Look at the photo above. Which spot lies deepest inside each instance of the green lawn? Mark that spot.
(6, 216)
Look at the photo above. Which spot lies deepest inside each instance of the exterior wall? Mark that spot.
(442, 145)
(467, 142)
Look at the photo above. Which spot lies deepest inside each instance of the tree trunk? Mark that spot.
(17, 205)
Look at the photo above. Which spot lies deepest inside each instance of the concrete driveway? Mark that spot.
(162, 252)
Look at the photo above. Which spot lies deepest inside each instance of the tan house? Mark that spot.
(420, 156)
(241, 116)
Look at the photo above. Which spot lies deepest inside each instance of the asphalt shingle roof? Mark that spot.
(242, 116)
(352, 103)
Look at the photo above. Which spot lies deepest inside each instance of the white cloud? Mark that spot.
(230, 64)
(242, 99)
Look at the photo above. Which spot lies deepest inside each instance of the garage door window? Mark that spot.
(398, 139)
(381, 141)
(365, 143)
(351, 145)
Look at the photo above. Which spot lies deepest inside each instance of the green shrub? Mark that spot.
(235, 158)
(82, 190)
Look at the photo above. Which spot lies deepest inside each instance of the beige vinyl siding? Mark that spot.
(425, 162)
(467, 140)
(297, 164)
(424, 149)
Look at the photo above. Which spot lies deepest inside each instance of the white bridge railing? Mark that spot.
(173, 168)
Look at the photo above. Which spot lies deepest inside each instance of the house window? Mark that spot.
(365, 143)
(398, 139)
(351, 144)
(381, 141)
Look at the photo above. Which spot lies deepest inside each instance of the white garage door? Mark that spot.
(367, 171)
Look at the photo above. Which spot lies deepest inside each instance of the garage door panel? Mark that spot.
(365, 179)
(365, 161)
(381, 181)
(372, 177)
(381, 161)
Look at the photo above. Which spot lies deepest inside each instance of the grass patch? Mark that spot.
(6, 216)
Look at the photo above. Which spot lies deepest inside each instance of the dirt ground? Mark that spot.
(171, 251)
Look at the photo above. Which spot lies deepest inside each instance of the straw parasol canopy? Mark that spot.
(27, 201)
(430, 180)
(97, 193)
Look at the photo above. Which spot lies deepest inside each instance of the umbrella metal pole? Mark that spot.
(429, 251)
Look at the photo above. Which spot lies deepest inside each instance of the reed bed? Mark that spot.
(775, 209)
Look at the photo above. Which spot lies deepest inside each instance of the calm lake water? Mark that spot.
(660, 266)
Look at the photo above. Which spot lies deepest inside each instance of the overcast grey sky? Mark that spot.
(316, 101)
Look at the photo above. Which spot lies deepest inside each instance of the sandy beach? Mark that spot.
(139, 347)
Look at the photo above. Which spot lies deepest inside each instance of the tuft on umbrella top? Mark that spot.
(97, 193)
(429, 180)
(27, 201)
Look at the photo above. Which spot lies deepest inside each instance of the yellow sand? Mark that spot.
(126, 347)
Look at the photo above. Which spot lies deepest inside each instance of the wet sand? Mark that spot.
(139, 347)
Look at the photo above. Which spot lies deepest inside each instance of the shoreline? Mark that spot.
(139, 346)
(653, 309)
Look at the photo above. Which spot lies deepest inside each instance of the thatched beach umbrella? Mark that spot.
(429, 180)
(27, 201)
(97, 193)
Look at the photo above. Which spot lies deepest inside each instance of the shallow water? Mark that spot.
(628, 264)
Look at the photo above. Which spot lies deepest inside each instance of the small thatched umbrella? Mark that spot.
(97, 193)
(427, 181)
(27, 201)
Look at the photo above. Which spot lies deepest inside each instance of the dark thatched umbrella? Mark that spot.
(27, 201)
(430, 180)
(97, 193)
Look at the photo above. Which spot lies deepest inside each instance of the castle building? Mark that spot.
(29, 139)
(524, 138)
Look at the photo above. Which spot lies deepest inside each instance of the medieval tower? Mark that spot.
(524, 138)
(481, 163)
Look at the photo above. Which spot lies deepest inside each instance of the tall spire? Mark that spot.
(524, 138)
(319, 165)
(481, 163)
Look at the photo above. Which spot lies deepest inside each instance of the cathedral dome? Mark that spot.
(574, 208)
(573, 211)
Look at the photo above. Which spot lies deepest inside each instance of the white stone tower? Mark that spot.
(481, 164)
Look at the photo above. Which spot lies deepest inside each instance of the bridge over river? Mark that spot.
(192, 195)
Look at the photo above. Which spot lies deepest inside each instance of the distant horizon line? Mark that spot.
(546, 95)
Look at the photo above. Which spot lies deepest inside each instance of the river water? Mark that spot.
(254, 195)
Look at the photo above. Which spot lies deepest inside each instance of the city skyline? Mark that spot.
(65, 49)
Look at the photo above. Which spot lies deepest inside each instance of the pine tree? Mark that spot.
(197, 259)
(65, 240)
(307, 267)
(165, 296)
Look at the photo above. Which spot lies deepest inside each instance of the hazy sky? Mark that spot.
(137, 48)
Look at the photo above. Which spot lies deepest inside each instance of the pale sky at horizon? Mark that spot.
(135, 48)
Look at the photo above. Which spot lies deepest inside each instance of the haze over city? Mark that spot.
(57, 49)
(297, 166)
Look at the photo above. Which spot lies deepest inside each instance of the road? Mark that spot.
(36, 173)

(What you are asked to do) Swap "deepest" for "farthest" throughout the lines above and write them all out again, leaving everything else as it is.

(Output of the task)
Look at the photo above. Which spot lies farthest inside each instance of the green lawn? Mark that spot.
(6, 216)
Look at the photo above. Which spot lies farthest inside each instance of the exterior wall? Mark that spot.
(442, 145)
(467, 142)
Look at the photo above. Which spot lies farthest inside each instance of the tree trunk? Mark that spot.
(17, 205)
Look at the photo above. Which spot lies farthest inside each instance of the concrete driveway? Mark that spot.
(162, 252)
Look at the photo above. Which spot lies farthest inside each instance of the tan house? Mark that spot.
(420, 156)
(241, 116)
Look at the photo above. Which spot lies farthest inside each instance of the asphalt shingle roof? Mark that spot.
(242, 116)
(352, 103)
Look at the photo above. Which spot lies farthest inside each instance of the white cloud? Mark that spot.
(230, 64)
(242, 99)
Look at the photo above. Which spot lies farthest inside each instance of the garage door window? Mark that spot.
(398, 139)
(381, 141)
(365, 143)
(351, 145)
Look at the photo above. Which spot lies farthest inside each instance of the green shrub? Mark that spot.
(235, 158)
(82, 190)
Look at the photo above. Which spot lies farthest inside each instance of the beige vinyl siding? Mark that spot.
(425, 162)
(467, 140)
(297, 164)
(424, 149)
Look at the photo above. Which spot lies farthest inside each instance of the white bridge railing? Mark that spot.
(173, 168)
Look at the photo above. Which spot lies farthest inside each instance of the house window? Mark that spot.
(365, 143)
(398, 139)
(351, 144)
(381, 141)
Look at the photo above. Which spot lies farthest inside each instance of the white garage door? Mark that spot.
(367, 171)
Look at the photo above. Which spot lies farthest inside each instance of the garage door panel? Mark that spot.
(365, 179)
(365, 161)
(381, 181)
(372, 177)
(381, 161)
Look at the photo above. Which spot lies farthest inside each instance of the grass patch? Mark that spot.
(6, 216)
Look at the photo above. Which spot lies farthest inside each instance of the dirt ground? Mark that spot.
(171, 251)
Look at the photo above. Which spot lies farthest inside each instance of the straw parasol canopy? Mark that spot.
(27, 201)
(430, 180)
(97, 193)
Look at the photo above. Which spot lies farthest inside each instance of the umbrella metal pole? Mark that spot.
(429, 251)
Look at the photo above. Which spot lies farthest inside each instance of the reed bed? Mark that spot.
(775, 209)
Look at the photo above. Which spot lies farthest inside each instance of the calm lake water? Mark that spot.
(660, 266)
Look at the photo above. Which spot lies farthest inside each instance of the overcast grey sky? Mark that spot.
(316, 101)
Look at the photo above. Which spot lies farthest inside each instance of the sandy beach? Mark that spot.
(139, 347)
Look at the photo above. Which spot lies farthest inside each instance of the tuft on umbrella top? Mark that spot.
(97, 193)
(429, 180)
(27, 201)
Look at the photo above. Which spot lies farthest inside each instance of the yellow sand? Mark that spot.
(126, 347)
Look at the photo above. Which spot lies farthest inside each instance of the wet sand? Mark that spot.
(139, 347)
Look at the photo above. Which spot lies farthest inside each instance of the shoreline? Mark that spot.
(139, 346)
(653, 309)
Look at the photo above. Which spot lies farthest inside each instance of the thatched beach umbrella? Mark that spot.
(429, 180)
(27, 201)
(97, 193)
Look at the photo above. Which spot lies farthest inside each instance of the shallow water? Mark that spot.
(628, 264)
Look at the photo above. Which spot lies farthest inside each instance of the small thatched umbrella? Mark that spot.
(97, 193)
(427, 181)
(27, 201)
Look at the photo above. Which spot lies farthest inside each instance of the dark thatched umbrella? Mark that spot.
(27, 201)
(430, 180)
(97, 193)
Look at the photo above. Which spot lies farthest inside each instance of the castle building? Mark that spot.
(29, 139)
(524, 138)
Look at the photo above. Which spot lies farthest inside each instance of the medieval tower? Mark that spot.
(524, 138)
(481, 163)
Look at the photo above. Which spot lies farthest inside each instance of the tall spire? Mark that spot.
(524, 138)
(319, 165)
(481, 163)
Look at the photo above. Which spot lies farthest inside each instance of the cathedral dome? Mark that spot.
(574, 208)
(573, 211)
Look at the photo above. Which spot lies farthest inside each instance of the white stone tower? Mark that spot.
(481, 164)
Look at the photo above. Which spot lies farthest inside each instance of the bridge over river? Mark that spot.
(192, 195)
Look at the photo above. Which spot lies farthest inside each instance of the distant horizon line? Mark that spot.
(546, 95)
Look at the photo above. Which spot lies farthest inside each instance of the river water? Mark that spot.
(254, 195)
Look at the photo above. Which spot lies farthest inside each instance of the city skyline? Mark that spot.
(65, 49)
Look at the photo above. Which spot lies farthest inside each instance of the pine tree? Mark that spot.
(197, 259)
(65, 240)
(307, 267)
(165, 296)
Look at the photo above. Which spot lies farthest inside each instance of the hazy sky? Mark that spot.
(137, 48)
Look at the photo above. Which spot lies farthest inside each instance of the pale sky at horizon? Mark that spot.
(135, 48)
Look at the photo above. Which spot lies farthest inside each instance of the haze over city? Mark that spot.
(57, 49)
(297, 166)
Look at the photo above. Which spot lies farthest inside each instance of the road? Mark that spot.
(36, 173)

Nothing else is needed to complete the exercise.